Instructions for the task — Copy each line below without leaving any out.

Records for the exercise —
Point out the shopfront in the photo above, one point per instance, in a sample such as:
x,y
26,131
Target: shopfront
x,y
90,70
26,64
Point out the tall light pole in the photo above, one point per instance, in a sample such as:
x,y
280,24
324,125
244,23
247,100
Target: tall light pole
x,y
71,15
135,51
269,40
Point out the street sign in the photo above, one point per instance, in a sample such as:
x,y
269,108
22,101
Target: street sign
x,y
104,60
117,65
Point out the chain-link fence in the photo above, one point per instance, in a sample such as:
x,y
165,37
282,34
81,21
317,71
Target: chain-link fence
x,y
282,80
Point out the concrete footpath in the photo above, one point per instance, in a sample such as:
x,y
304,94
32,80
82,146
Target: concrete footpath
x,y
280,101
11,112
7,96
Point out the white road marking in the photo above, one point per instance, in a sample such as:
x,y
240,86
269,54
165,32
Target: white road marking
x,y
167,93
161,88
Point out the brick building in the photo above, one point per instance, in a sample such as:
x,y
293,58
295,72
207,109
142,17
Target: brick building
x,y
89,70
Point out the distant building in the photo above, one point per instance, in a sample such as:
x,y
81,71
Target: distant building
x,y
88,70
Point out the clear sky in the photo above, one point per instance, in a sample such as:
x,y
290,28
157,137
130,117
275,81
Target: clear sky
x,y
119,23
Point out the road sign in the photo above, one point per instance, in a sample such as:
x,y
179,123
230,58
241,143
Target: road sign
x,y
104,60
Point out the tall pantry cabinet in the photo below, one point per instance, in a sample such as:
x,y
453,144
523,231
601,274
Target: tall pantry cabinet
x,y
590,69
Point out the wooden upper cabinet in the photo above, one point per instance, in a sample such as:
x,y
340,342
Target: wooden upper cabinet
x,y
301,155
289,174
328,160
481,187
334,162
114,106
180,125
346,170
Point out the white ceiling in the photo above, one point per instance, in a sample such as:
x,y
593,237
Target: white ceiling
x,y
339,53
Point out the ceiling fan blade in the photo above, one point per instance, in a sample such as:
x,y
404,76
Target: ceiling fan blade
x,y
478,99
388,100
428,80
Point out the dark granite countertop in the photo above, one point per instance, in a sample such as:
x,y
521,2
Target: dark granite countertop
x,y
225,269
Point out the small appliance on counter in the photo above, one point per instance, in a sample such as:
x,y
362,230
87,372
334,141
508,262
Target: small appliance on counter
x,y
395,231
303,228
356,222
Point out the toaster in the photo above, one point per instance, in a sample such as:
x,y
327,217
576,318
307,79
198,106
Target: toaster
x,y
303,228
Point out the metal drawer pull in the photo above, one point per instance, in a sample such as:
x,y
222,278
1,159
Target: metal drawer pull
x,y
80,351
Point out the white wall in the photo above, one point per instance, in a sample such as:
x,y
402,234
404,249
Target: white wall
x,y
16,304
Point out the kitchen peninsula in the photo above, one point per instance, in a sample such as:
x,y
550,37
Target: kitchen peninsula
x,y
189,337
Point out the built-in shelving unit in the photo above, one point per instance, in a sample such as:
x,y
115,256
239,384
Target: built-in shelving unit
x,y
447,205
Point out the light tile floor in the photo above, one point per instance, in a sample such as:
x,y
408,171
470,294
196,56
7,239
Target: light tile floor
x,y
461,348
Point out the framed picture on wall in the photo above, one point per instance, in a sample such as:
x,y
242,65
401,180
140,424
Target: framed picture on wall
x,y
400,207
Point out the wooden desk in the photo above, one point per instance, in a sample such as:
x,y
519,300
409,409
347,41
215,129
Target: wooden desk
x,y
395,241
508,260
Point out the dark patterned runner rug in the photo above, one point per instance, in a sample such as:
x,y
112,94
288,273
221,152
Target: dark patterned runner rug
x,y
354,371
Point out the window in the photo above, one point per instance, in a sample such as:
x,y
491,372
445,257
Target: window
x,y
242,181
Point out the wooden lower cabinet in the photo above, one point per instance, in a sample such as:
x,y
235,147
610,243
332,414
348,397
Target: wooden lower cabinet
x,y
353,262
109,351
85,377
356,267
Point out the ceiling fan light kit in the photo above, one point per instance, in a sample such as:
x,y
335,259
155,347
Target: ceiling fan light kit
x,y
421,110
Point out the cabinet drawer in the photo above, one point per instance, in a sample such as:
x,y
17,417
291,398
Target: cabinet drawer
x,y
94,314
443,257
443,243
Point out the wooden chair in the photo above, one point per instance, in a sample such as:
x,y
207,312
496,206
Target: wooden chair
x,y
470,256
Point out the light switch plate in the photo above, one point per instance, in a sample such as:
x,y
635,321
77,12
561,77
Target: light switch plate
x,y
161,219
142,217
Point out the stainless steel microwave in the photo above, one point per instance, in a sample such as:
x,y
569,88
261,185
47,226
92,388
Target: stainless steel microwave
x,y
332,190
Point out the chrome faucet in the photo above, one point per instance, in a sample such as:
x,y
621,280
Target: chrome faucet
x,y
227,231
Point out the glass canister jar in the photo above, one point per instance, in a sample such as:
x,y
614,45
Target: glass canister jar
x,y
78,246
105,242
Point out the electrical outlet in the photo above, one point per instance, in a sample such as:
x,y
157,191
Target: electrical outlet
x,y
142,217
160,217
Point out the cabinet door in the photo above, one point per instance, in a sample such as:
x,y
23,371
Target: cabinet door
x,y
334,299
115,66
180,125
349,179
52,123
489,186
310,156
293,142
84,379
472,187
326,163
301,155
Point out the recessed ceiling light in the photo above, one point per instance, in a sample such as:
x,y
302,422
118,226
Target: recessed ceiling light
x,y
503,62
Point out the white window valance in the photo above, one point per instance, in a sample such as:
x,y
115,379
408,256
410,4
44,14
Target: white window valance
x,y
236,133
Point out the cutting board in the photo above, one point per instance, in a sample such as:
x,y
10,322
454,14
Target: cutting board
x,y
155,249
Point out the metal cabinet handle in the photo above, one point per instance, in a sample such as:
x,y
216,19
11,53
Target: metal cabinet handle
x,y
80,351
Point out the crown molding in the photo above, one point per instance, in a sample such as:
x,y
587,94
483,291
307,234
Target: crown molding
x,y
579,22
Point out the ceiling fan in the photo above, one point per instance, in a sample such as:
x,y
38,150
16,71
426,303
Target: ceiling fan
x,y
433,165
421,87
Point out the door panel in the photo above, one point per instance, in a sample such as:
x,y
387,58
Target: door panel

The output —
Point out the shopfront in the photo above, one point per instance, in a sample such as:
x,y
26,131
Target: shopfront
x,y
90,70
26,64
Point out the tall light pole in the photo above, one point per instance, in a sample such as:
x,y
280,24
324,125
244,23
247,100
Target: tall light pole
x,y
71,15
135,51
269,40
Point out the street sign in the photo above, one point per instance, in a sample such as:
x,y
269,108
22,101
Target: street sign
x,y
104,60
117,65
Point out the chain-link fence in the photo above, one point per instance, in a sample such as:
x,y
165,37
282,34
81,21
317,71
Target: chain-link fence
x,y
282,80
Point out the concrete footpath in the photo above, one point per instance, in a sample such as:
x,y
304,94
32,80
82,146
Target: concrete footpath
x,y
280,101
11,112
7,96
Point out the white road marking in the photo above, one point per instance, in a sample such as:
x,y
240,86
269,54
165,32
Target: white road marking
x,y
167,93
161,88
Point out the brick building in the photo above, one point per instance, in a sample such as:
x,y
293,58
295,72
207,109
142,17
Target: brick building
x,y
89,70
Point out the distant building in the photo above, one point per instance, in a sample such as:
x,y
81,71
Target: distant building
x,y
88,70
Point out the clear sky in the photo above, one point per instance, in a sample such as:
x,y
290,28
157,137
130,117
275,81
Target: clear sky
x,y
119,23
Point out the road sign in the photo above, one point per instance, in a sample such as:
x,y
179,123
230,58
241,143
Target: road sign
x,y
104,60
Point out the tall pantry cabinet in the photo below, one point per instance, in a sample such as:
x,y
453,144
523,231
601,274
Target: tall pantry cabinet
x,y
590,69
Point out the wooden upper cabinet in the photo above, one point per instance, in a sample such as:
x,y
340,342
Target: wooden upper cabinet
x,y
301,155
289,174
328,160
481,187
334,162
114,106
180,125
346,170
Point out the white ceiling in the photo above, one point per instance, in a sample such as:
x,y
593,237
Target: white ceiling
x,y
339,53
Point out the ceiling fan blade in the photo above, one point per instance, in a sample such as:
x,y
404,76
Target: ceiling fan blade
x,y
478,99
388,100
428,80
Point out the dark granite countertop in the photo above, one point per instance, in a sample such as:
x,y
521,2
Target: dark granite countertop
x,y
225,269
Point out the small appliance on counter in the photo above, one point per instance, in a sample such as:
x,y
362,230
87,372
334,141
508,262
Target: small appliance on counter
x,y
395,231
303,228
356,222
Point out the toaster in the photo above, one point per instance, in a sample such as:
x,y
327,217
576,318
307,79
198,106
Target: toaster
x,y
303,228
Point out the metal drawer pull in the photo above, one point per instance, in a sample such as:
x,y
222,278
1,159
Target: metal drawer pull
x,y
80,351
Point out the white wall in the photo above, one point per instance, in a sample such as:
x,y
402,234
404,249
Target: white wall
x,y
16,304
Point out the kitchen peninsula in the photo above, one point per instance, in a sample such as:
x,y
550,37
Target: kitchen peninsula
x,y
189,337
Point out the built-in shelving unit in the photo above, one point per instance, in a sample such as:
x,y
115,256
239,384
Target: built-in shelving unit
x,y
447,205
Point out the light tile floor in the photo above, one point per instance, in a sample such as:
x,y
408,171
470,294
196,56
7,239
Target: light tile floor
x,y
461,348
Point out the framed picture on wall in the photo above, one point per instance, in a sample such as:
x,y
242,65
401,180
140,424
Target: framed picture on wall
x,y
400,207
Point out the wooden desk in the photo above, one point per instance, in a sample such as:
x,y
519,300
409,409
347,41
215,129
Target: wooden desk
x,y
395,241
508,260
Point out the dark patterned runner rug in the photo above, one point per instance, in a sample such as:
x,y
112,94
288,273
221,152
Target: dark patterned runner rug
x,y
354,371
Point out the window in the photo above, one point per instance, in a sample such as:
x,y
491,372
445,257
Target: window
x,y
242,181
Point out the wooden lower cabinet in the photo above, one point per instance, in a sample such as:
x,y
235,147
610,243
332,414
348,397
Target: wooden lower cabinet
x,y
353,262
109,351
85,377
356,267
Point out the ceiling fan light kit in the photo above, one point per instance, in a sample such as:
x,y
335,259
155,347
Target: ceiling fan light kit
x,y
421,110
Point out the cabinet drawer in the photo above, one point per instance, in a sample such as:
x,y
17,417
291,398
Target: cabinet drawer
x,y
94,314
443,257
443,243
Point out the wooden chair in the photo above, one point per instance, in a sample such as:
x,y
207,312
496,206
Target: wooden chair
x,y
470,256
Point out the light switch plate in the photo above, one point per instance, in a sample such as:
x,y
635,321
77,12
561,77
Target: light switch plate
x,y
161,219
142,217
Point out the stainless steel microwave in the photo above, one point per instance, in a sample such as:
x,y
569,88
261,185
47,226
92,388
Target: stainless steel microwave
x,y
332,190
Point out the chrome faucet in the photo above, one point per instance, in a sample such as:
x,y
621,280
Target: chrome faucet
x,y
227,231
Point out the glass canister jar in the photo above, one point per instance, in a sample such as:
x,y
614,45
Target: glass canister jar
x,y
78,246
105,242
Point out the electrical outlet in the photo above, one point per instance, in a sample such as:
x,y
157,191
Target: electrical outlet
x,y
142,217
160,217
Point out the cabinet door in the photo above, one point per instance, in a sample such as:
x,y
23,371
Target: cabinet door
x,y
334,299
115,66
180,125
349,179
52,123
489,186
310,156
293,142
84,379
472,187
326,163
301,155
Point out the recessed ceiling light in the photo above, one point per instance, in a sample such as:
x,y
302,422
118,226
Target: recessed ceiling light
x,y
503,62
Point out the white window valance in the photo above, one point per instance, in a sample such as:
x,y
115,379
408,256
410,4
44,14
Target: white window valance
x,y
236,133
Point out the cutting board in the photo above, one point per instance, in a sample such as:
x,y
10,322
454,14
Target: cutting board
x,y
155,249
Point out the metal cabinet handle in the photo above, one point per instance, in a sample such as:
x,y
216,19
11,53
Target: metal cabinet handle
x,y
80,351
Point out the crown molding in the photo above, one point per instance, in a sample such as:
x,y
587,94
483,291
307,234
Target: crown molding
x,y
579,22
Point out the ceiling fan in the photo above, one point per instance, in a sample such as:
x,y
38,150
16,71
426,303
Target: ceiling fan
x,y
433,165
421,87
Point out the door panel in the photo above, one point per instance, in a sample such as:
x,y
387,58
Target: door panel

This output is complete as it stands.